::: DATASET EXCERPTS :::

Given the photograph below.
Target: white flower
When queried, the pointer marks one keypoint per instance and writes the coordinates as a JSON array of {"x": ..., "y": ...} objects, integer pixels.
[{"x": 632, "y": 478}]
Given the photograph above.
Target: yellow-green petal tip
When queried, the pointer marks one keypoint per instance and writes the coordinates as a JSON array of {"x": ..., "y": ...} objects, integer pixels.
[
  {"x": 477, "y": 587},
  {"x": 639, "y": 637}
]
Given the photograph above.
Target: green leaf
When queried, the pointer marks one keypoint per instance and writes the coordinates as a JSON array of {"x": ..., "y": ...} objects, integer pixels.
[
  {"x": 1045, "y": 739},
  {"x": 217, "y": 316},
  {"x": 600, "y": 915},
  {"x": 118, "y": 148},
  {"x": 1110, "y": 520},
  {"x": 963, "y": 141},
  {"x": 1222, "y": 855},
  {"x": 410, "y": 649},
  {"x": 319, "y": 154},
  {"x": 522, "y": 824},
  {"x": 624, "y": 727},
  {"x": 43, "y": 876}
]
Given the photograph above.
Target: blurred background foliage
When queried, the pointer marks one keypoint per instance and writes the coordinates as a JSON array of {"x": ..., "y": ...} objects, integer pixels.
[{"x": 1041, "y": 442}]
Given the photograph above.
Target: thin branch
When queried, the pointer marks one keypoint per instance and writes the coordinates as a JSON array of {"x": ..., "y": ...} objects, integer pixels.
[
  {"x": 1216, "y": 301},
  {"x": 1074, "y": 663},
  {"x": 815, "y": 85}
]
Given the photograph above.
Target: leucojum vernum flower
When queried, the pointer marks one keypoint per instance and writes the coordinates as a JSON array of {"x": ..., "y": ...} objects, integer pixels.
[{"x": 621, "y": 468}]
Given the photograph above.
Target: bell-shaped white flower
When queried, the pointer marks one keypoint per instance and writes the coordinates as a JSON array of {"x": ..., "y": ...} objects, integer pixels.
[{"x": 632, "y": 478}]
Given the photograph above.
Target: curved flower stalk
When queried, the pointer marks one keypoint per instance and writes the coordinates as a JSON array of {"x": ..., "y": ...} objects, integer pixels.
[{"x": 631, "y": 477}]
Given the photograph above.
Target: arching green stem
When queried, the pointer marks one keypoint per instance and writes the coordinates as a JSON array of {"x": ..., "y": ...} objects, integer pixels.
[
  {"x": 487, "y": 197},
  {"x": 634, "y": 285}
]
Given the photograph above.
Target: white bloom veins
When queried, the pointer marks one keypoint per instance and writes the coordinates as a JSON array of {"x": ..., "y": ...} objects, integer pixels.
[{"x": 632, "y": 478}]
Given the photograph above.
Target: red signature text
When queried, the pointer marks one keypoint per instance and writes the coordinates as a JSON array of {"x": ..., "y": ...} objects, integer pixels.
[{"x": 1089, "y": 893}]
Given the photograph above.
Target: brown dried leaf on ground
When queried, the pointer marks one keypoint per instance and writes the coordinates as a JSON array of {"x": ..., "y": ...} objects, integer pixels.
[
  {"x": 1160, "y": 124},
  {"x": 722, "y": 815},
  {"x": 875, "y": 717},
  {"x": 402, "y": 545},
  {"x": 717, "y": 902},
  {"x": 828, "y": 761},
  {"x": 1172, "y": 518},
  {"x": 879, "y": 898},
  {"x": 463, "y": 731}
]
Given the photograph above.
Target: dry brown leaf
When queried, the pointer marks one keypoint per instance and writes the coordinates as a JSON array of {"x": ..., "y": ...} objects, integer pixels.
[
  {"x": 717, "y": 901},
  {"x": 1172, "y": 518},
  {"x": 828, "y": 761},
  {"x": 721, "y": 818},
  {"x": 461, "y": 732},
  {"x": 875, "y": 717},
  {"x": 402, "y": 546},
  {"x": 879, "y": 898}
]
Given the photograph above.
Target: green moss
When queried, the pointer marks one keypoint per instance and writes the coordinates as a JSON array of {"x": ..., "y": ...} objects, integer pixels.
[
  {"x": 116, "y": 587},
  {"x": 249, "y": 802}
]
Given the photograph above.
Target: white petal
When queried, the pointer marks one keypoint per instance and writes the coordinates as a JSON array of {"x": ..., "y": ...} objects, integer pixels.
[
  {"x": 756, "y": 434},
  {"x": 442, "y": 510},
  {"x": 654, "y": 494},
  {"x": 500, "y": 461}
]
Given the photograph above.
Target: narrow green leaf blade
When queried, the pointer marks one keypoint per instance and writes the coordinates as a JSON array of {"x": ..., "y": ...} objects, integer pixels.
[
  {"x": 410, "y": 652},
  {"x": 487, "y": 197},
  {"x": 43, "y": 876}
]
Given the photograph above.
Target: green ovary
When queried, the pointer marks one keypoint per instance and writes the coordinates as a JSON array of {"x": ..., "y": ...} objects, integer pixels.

:::

TASK DESCRIPTION
Every line above from the line with "Target: bell-shaped white flower" to the line with "Target: red signature text" is wanted, ends included; write them out exactly and add no other line.

WORKED SOLUTION
Target: bell-shaped white flower
When queried, the pointer marks one keypoint per instance and writes the coordinates as a JSON array of {"x": ..., "y": ...} objects, integer pixels.
[{"x": 632, "y": 478}]
Given the photograph above.
Target: curved flower stalk
When queried, the pointer marks one keypoint per instance and writes the coordinates as a JSON array of {"x": ..., "y": ...} objects, integer pixels.
[{"x": 631, "y": 477}]
Given the photograph above.
Target: arching green stem
When queried, the pointer marks one keypoint per instance and writes the coordinates as a JSON array of {"x": ..., "y": ...} objects, integer pixels.
[
  {"x": 487, "y": 197},
  {"x": 634, "y": 285}
]
Given the photograph above.
Target: white bloom veins
When queried, the pointer marks one keypoint per instance and writes the coordinates as a JSON array of {"x": ..., "y": ...} objects, integer pixels.
[{"x": 632, "y": 478}]
Given the photograph above.
Target: red signature text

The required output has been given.